- Stated exercise:
Copy the lines of the entries from the one containing "[outline] <item>white plastic" through the one containing "[[0,204],[165,150],[165,138],[13,176],[0,182]]", both included. Raise every vertex coordinate in the answers by 76 and leave everything else unchanged.

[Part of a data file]
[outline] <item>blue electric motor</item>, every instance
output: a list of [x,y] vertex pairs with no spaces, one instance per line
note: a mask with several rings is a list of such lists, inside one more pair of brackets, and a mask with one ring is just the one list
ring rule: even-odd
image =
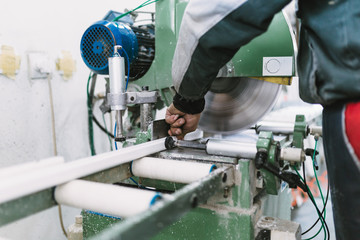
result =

* * *

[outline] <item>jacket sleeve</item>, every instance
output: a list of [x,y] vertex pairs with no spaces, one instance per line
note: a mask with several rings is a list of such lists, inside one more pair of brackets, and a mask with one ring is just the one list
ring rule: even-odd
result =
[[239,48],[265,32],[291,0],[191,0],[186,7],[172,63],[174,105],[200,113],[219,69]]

--

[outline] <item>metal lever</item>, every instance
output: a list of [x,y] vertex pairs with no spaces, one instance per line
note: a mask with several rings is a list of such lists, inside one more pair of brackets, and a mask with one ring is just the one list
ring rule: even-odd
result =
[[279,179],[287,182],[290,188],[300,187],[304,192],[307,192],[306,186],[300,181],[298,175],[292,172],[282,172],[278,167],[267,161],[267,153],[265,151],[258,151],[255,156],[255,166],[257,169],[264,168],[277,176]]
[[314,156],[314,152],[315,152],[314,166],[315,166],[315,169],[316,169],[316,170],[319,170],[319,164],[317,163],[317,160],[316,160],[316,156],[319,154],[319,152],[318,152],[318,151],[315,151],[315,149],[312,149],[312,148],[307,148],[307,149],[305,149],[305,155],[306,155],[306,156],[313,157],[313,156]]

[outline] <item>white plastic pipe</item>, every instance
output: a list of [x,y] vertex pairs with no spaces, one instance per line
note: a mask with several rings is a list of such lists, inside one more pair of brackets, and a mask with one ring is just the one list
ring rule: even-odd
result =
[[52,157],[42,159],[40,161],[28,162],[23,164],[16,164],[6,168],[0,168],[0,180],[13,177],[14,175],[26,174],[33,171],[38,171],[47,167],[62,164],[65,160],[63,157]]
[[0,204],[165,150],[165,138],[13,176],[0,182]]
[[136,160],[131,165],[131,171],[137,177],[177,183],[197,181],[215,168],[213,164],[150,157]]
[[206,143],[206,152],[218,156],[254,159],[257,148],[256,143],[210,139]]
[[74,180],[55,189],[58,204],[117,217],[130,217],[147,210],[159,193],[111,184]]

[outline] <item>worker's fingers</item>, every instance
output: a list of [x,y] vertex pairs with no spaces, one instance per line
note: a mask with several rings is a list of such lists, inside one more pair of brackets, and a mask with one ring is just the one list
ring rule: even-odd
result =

- Solution for this problem:
[outline] <item>white plastic pipe</item>, every instance
output: a list of [x,y] vertex pairs with no spaces, one instance per line
note: a mask with several rings is a list of such lists, inside one more pair of brackets, and a mask with one ring is just the one list
ring rule: even-odd
result =
[[128,233],[118,235],[116,237],[104,238],[99,240],[92,240],[82,244],[76,244],[76,256],[89,253],[90,251],[102,250],[109,247],[114,247],[123,243],[138,240],[141,236],[139,233]]
[[76,280],[241,226],[241,214],[89,252],[76,258]]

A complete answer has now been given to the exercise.